● TASK DETAILS: Rewrite all the items below with "place a point" changed to "drop a marker" and nothing else altered. Leave the pictures out.
"""
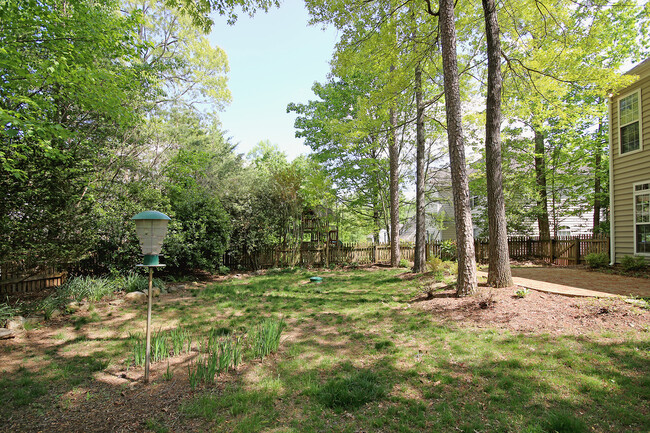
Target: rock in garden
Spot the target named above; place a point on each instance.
(5, 334)
(136, 296)
(33, 320)
(16, 322)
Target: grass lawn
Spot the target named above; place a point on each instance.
(355, 356)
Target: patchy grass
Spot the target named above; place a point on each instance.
(353, 355)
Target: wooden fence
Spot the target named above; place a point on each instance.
(564, 251)
(19, 278)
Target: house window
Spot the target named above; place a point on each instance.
(642, 218)
(629, 122)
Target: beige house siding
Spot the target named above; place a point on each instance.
(628, 169)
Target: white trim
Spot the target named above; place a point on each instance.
(619, 126)
(612, 226)
(634, 194)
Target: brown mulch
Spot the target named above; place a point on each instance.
(537, 312)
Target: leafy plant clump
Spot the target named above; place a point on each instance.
(352, 391)
(7, 312)
(633, 263)
(79, 289)
(597, 260)
(163, 345)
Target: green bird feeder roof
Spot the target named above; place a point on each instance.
(151, 215)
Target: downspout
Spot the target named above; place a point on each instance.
(612, 226)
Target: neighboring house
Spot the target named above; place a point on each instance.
(629, 166)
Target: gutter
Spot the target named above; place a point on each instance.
(612, 226)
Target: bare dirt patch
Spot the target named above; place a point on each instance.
(537, 312)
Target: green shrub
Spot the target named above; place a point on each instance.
(7, 312)
(633, 263)
(597, 260)
(435, 264)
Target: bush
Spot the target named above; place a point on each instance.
(597, 260)
(435, 264)
(633, 263)
(7, 313)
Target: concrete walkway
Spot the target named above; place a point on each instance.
(578, 282)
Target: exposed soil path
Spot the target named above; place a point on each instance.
(574, 281)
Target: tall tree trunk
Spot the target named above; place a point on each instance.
(540, 179)
(420, 222)
(460, 186)
(499, 274)
(393, 156)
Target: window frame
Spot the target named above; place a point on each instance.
(635, 193)
(620, 126)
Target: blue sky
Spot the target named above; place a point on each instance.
(274, 59)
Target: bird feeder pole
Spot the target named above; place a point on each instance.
(151, 228)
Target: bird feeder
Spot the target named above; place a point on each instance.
(151, 228)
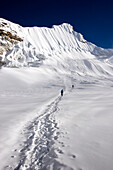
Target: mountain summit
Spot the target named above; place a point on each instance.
(57, 47)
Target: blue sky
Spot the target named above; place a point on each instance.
(94, 19)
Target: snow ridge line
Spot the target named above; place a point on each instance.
(38, 150)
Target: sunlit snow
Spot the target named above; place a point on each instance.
(41, 130)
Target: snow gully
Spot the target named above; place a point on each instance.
(38, 150)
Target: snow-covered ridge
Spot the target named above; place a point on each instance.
(57, 47)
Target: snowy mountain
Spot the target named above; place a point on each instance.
(39, 128)
(32, 46)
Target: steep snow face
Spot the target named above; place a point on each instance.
(57, 47)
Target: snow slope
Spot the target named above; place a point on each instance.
(38, 128)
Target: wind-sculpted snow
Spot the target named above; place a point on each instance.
(55, 46)
(39, 129)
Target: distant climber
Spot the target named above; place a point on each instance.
(62, 92)
(72, 86)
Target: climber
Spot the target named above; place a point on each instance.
(62, 92)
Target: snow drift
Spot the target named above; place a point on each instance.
(38, 128)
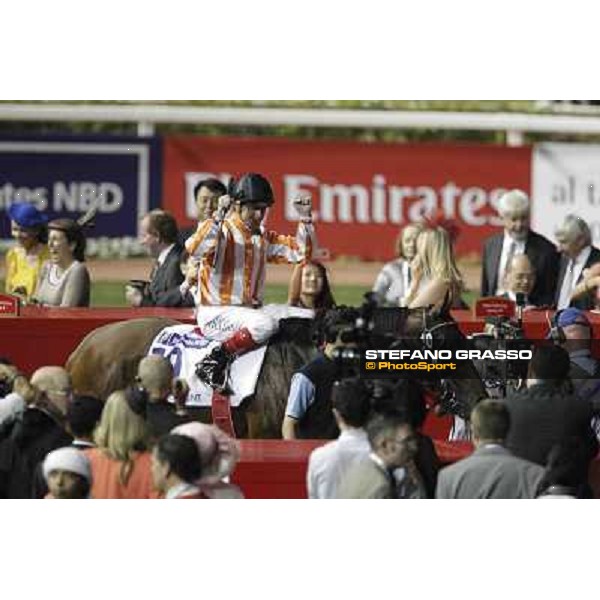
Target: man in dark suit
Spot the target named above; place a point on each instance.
(518, 238)
(520, 279)
(548, 411)
(158, 234)
(577, 254)
(491, 471)
(206, 195)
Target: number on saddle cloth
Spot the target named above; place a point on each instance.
(185, 348)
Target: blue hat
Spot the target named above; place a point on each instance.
(572, 316)
(26, 215)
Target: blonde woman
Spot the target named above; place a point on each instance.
(121, 462)
(436, 280)
(394, 280)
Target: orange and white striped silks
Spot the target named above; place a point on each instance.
(234, 260)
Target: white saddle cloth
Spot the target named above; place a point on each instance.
(184, 346)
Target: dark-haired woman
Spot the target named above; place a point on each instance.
(64, 279)
(176, 467)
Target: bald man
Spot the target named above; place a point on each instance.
(155, 375)
(39, 431)
(520, 278)
(54, 384)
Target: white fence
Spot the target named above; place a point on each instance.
(146, 116)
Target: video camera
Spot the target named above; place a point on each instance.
(357, 329)
(503, 332)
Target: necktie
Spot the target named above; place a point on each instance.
(511, 252)
(566, 289)
(154, 269)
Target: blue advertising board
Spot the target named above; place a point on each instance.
(64, 176)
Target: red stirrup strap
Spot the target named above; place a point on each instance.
(221, 413)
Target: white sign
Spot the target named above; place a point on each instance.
(565, 180)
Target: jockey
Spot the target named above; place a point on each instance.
(234, 248)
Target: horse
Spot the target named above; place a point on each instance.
(107, 359)
(423, 328)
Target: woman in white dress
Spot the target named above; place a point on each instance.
"""
● SOLUTION FOR THIS TASK:
Target: rock in garden
Spot the target named above; drop a marker on each instance.
(5, 334)
(136, 296)
(33, 320)
(16, 322)
Target: grass lawn
Spot the target named above; drop a marker on each instance.
(355, 356)
Target: patchy grass
Spot the target named above; drop a marker on each instance.
(353, 355)
Target: wooden fence
Spot the target named above; drop a marker on each instance.
(564, 251)
(19, 278)
Target: house window
Spot the target named above; drop a marker on each instance.
(642, 218)
(629, 122)
Target: beige house siding
Spot the target named above; drop a marker on each instance.
(628, 169)
Target: white trim
Spot the target named above; drop a marker on each instance.
(619, 126)
(612, 226)
(634, 194)
Target: brown mulch
Spot the target named above; drop a marker on each instance.
(537, 312)
Target: leafy plant clump
Spot the target named above; drop a marker on each instance.
(352, 391)
(7, 312)
(633, 263)
(79, 289)
(597, 260)
(163, 345)
Target: green bird feeder roof
Spot the target named above; drop a marker on each instance.
(151, 215)
Target: downspout
Spot the target named above; drop a marker on each instance.
(612, 226)
Target: neighboring house
Spot the target named above; drop a marker on each instance.
(629, 166)
Target: gutter
Spot the target named above; drop a marker on each instance.
(612, 226)
Target: bare dirt patch
Spot the target named above; drop a marker on each instance.
(537, 312)
Target: green shrub
Spot the target named above; drop a marker on each instance.
(7, 312)
(633, 263)
(597, 260)
(435, 264)
Target: bush
Spot the target named above; drop a marker on each instance.
(597, 260)
(435, 264)
(633, 263)
(7, 313)
Target: concrete walkway
Spot the target named above; drop a marker on each instance.
(578, 282)
Target: exposed soil path
Spot the target named above; drop a marker on each instance.
(574, 281)
Target: tall tree trunk
Spot the target named above; drop a marker on each instance.
(540, 179)
(420, 222)
(460, 186)
(499, 274)
(393, 156)
Target: window frame
Spot the target named above; drop a marker on each instance.
(635, 193)
(620, 126)
Target: blue sky
Spot the target named above; drop a marker on each instance.
(274, 59)
Target: bird feeder pole
Spot the target named above; drop a marker on each instance.
(151, 228)
Target: bird feeder
Spot the target named above; drop a marker on each instance.
(151, 228)
Target: mountain summit
Spot the target named above; drop a marker on each instance.
(57, 47)
Target: blue sky
Spot the target named above; drop a marker on each instance.
(94, 19)
Target: snow ridge line
Spot the target named above; drop a marker on each instance.
(38, 150)
Target: sunlit snow
Spot the target named above; drop a marker on each instance.
(41, 130)
Target: snow gully
Spot the target named above; drop a marker on each instance.
(38, 150)
Target: snow-covered ridge
Spot the target named above; drop a marker on each instance.
(57, 47)
Target: snowy mountain
Spot the target named above; drop a marker on each instance.
(39, 128)
(32, 46)
Target: steep snow face
Spot the target named above; drop a marker on each instance.
(57, 47)
Target: snow slope
Spot the target named above; drop a marker on each instance.
(38, 128)
Target: wind-sculpted snow
Spot the target named above; drop a marker on each instance.
(55, 46)
(39, 129)
Target: distant climber
Spot the target named above; drop a marker on each instance.
(62, 92)
(72, 86)
Target: climber
Spot the target named above; drop a marker on each instance.
(62, 92)
Target: snow drift
Spot the target named above; drop a marker on each instance.
(38, 128)
Target: man in dark suit
Spot the target named above; drop a marker on each instance.
(518, 238)
(520, 279)
(548, 411)
(158, 234)
(577, 254)
(491, 471)
(206, 195)
Target: number on saddle cloth
Spot the target named above; drop a marker on each instance.
(185, 348)
Target: blue hat
Spot the target named above; drop a marker on each instance.
(572, 316)
(26, 215)
Target: blonde woman
Spot the target named above; drop a marker on each instance.
(121, 462)
(436, 280)
(394, 280)
Target: orange and white striped silks
Spot the target named above; drop a marker on each instance.
(234, 260)
Target: white saddle cloth
Spot the target named above; drop a marker on each instance.
(184, 346)
Target: dark-haired woman
Spot the target named above; drop a marker on each instance.
(64, 279)
(176, 467)
Target: bald man
Spot the target named above; drop a marker on each instance.
(155, 375)
(39, 431)
(520, 278)
(54, 384)
Target: white fence
Spot the target named above; drop a marker on each instance.
(146, 116)
Target: video camera
Spot the target named above; drop a marker on each instance.
(357, 329)
(503, 332)
Target: necktie
Spot the target named above; drop a marker on each instance.
(511, 252)
(566, 289)
(154, 269)
Target: blue advertising board
Spot the target named above; drop a marker on each instance.
(64, 176)
Target: red stirrup strap
Spot the target named above; drop a marker on each instance.
(221, 413)
Target: white sign
Spot the target named above; drop a marker on each instance.
(565, 180)
Target: jockey
Spot the target named above; drop a marker on each instance.
(234, 248)
Target: horse
Spot the target named above; drop a marker on each instance.
(107, 359)
(423, 328)
Target: woman in white dress
Spot the target named above; drop a marker on each instance.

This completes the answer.